* TEXT EXCERPT *
* * *

And, because the contemporary world has a short memory, most people find the suggestion genial. It is as if no one ever talked to the mullahs before!

The truth, however, is that all powers, including the United States and the European Union, have talked to the mullahs whenever the latter wanted it.

The history of the Khomeinist regime since its inception in 1979 shows that whoever tried to engage in negotiations with the outside world, especially the United States, met with an end that few would envy.

The first contact between the US and the mullahs was established in November 1978, soon after Khomeini set up shop in a suburb of Paris. George Cave, the CIA’s Iran specialist traveled to Paris and met Khomeini’s close aides at the time: Abol-Hassan Banisadr and Ibrahim Yazdi. The message from President Jimmy Carter was one of support for the ayatollah and his Islamic Revolution.

When the Shah’s regime collapsed, the early signs were encouraging for Carter. Khomeini’s first Cabinet, under Mahdi Bazargan, included five ministers who had immigrated to the US from Iran and had become US citizens.

The Carter administration saw the Khomeinist revolution as the first step towards creating what Zbigniew Bzrezinski, the National Security Advisor, described as “a green Islamic belt” around the Soviet Union. The idea was that, in time, the “belt” would, become a noose that, when pulled, would strangle the Soviet empire.

Eight months after Khomeini had seized power, Bazargan met Bzrezinski in Algiers and obtained promises of US aid, and a resumption of military supplies, in the context of shared anti-Communist sentiments. Bzrezinski told Carter that Bazargan was “a man with whom we could do business.”

* * *

* DIRECTION A *
Set down, character for character, the part of the records that opens with the line containing "What bounding box corresponds to the green and" and runs through the last line of the records.

* MATERIAL FOR THIS TASK *
* * *

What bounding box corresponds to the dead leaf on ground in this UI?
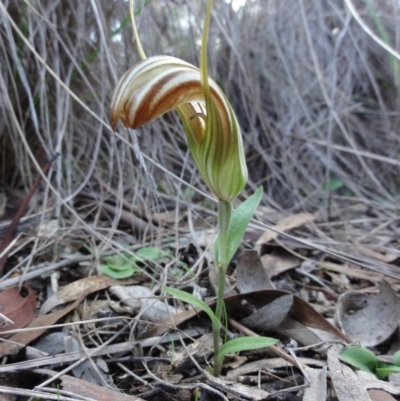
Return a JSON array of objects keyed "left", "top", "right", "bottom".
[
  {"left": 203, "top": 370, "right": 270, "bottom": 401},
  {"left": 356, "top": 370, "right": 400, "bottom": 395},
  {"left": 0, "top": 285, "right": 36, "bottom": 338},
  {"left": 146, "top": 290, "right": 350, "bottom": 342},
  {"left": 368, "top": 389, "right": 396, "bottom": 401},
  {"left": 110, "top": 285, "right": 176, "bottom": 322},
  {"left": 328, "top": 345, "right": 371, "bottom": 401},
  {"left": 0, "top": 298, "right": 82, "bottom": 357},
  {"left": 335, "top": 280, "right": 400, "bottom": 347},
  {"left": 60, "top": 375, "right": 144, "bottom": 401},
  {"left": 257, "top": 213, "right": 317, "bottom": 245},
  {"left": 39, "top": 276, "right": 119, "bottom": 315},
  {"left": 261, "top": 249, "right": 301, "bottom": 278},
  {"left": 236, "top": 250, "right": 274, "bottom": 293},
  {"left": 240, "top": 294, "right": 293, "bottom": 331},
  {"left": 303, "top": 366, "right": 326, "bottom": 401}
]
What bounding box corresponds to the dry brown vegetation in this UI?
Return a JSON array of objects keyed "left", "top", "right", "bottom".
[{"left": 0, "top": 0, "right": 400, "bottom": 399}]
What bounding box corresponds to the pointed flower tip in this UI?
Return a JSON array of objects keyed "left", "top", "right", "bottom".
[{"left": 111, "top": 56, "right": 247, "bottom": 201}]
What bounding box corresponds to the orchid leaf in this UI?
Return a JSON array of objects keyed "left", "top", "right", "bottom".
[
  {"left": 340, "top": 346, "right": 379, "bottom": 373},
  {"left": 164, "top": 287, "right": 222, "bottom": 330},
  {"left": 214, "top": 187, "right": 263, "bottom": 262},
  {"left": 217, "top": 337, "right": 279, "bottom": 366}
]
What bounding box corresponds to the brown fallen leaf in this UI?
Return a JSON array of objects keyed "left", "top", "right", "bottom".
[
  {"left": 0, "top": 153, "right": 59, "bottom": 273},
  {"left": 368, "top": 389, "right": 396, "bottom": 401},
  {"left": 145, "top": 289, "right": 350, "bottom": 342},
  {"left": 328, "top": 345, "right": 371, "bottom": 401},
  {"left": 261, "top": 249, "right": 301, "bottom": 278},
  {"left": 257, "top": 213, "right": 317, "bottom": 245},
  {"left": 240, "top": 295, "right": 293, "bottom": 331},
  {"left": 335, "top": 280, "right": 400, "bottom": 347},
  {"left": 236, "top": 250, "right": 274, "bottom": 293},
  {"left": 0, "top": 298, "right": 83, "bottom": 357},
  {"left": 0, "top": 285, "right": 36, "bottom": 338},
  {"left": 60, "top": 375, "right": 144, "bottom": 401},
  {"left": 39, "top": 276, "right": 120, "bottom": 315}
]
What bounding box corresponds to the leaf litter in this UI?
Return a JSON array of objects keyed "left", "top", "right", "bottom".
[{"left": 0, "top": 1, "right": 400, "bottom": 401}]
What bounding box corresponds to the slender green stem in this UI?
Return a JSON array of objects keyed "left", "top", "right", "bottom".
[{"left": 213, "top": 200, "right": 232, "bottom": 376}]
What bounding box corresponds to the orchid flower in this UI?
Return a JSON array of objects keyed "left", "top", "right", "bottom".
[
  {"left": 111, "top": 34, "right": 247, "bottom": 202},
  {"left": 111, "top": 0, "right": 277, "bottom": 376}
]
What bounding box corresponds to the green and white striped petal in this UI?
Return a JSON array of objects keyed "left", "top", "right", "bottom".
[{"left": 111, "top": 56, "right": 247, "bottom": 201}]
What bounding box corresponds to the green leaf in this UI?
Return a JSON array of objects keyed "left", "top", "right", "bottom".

* * *

* DIRECTION B *
Extract word for word the part of the text on US contacts with Iran's mullahs that opens with the words containing "The history of" and closes with "his Islamic Revolution.".

* FINAL ANSWER A *
What bounding box corresponds to the green and white striped petal in this UI?
Return a JSON array of objects keyed "left", "top", "right", "bottom".
[{"left": 111, "top": 56, "right": 247, "bottom": 201}]
What bounding box corresponds to the green leaf in this UI?
Return a JSON array of objects keyed "left", "top", "right", "bottom".

* FINAL ANSWER B *
The history of the Khomeinist regime since its inception in 1979 shows that whoever tried to engage in negotiations with the outside world, especially the United States, met with an end that few would envy.

The first contact between the US and the mullahs was established in November 1978, soon after Khomeini set up shop in a suburb of Paris. George Cave, the CIA’s Iran specialist traveled to Paris and met Khomeini’s close aides at the time: Abol-Hassan Banisadr and Ibrahim Yazdi. The message from President Jimmy Carter was one of support for the ayatollah and his Islamic Revolution.